__Text excerpt__:
•••

“Having snatched the crown from Manchester United’s grasp on the final day of the 2011-12 campaign, City stagnated and finished the following season 11 points adrift of their derby rivals in second place. Manager Roberto Mancini paid the price with his job, sacked two days after a shock defeat by Wigan Athletic in the FA Cup final, and a similar fate may lie in store for Pellegrini. Heralded as the antithesis to the spiky and combative Mancini, the urbane Chilean steered the club to a league and League Cup double in his first season. But Pellegrini’s position now appears under serious threat, with British bookmakers offering odds of 2/7 that he will no longer be at the helm on the opening day of next season.”
Who is to blame for Manchester City’s failure to defend the Premier League title? Some thoughts in this piece for AFP.
“Any evaluation of the English teams’ woes in this season’s Champions League must, however, also take into account the major club-specific failings that led to each side’s elimination. Chelsea showed complacency by electing not to press home their advantage following the dismissal of PSG’s Zlatan Ibrahimović in the second leg of their last 16 tie, enabling the French champions to claim a 2-2 draw that sent them through on away goals. Arsenal paid the price for kamikaze attacking — a habitual failing — in their 3-1 first-leg loss to Monaco, while in setting City out in a porous 4-4-2 formation, Pellegrini allowed Barcelona to take control of their tie with a 2-1 first-leg win.”
I’ve written a piece for AFP analysing why England’s Champions League representatives came unstuck in this season’s competition. You can read it here.
“In building his teams, Mourinho has often used the number six as a cornerstone. At Porto he had Costinha, another wiry, combative player, and the scorer of the goal against Manchester United during the 2003-04 Champions League that sent Mourinho sprinting down the Old Trafford touchline and into the wider football consciousness. At Chelsea there was Claude Makélélé, the tip of the inverted midfield triangle with which Mourinho swamped the central midfield pairings that prevailed in England at the time.”
My AFP piece on José Mourinho and the search for the perfect number six can be read here.
“For Manchester United’s fans, manager Louis van Gaal’s attempts to explain their team’s shortcomings may be beginning to carry faint echoes of the reign of his doomed predecessor, David Moyes. United’s regression under Moyes was spectacular, but it was his continued insistence that progress was being made — despite stark evidence to the contrary — that particularly irked supporters. Fans could just about countenance the team slipping back after the departure of Alex Ferguson, but hearing Moyes claim that his side should aspire to play like Manchester City or that Liverpool were travelling to Old Trafford as “favourites” was impossible to stomach. With United still on course for Champions League qualification, Van Gaal’s stock has fallen no way near as low as Moyes’s did, but the excuses he gave after Monday’s FA Cup elimination by Arsenal raised more than a few eyebrows.”

•••

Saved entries
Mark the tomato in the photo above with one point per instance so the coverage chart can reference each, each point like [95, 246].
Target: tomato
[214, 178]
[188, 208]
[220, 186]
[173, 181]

•••

Transcribe the part of the football text that starts with "I’ve written a" and goes on through "read it here.".

I’ve written a piece for AFP analysing why England’s Champions League representatives came unstuck in this season’s competition. You can read it here.